● TASK TO COMPLETE: Nothing other than an exact copy of the records should be returned.
* * * * * * * * *
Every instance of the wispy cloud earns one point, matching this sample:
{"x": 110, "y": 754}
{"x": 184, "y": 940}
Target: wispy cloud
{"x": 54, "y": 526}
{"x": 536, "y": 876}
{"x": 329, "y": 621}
* * * * * * * * *
● WRITTEN REPLY:
Every instance of the wispy cloud earns one point, matching this sample:
{"x": 110, "y": 754}
{"x": 184, "y": 940}
Target: wispy cloud
{"x": 54, "y": 526}
{"x": 536, "y": 876}
{"x": 329, "y": 621}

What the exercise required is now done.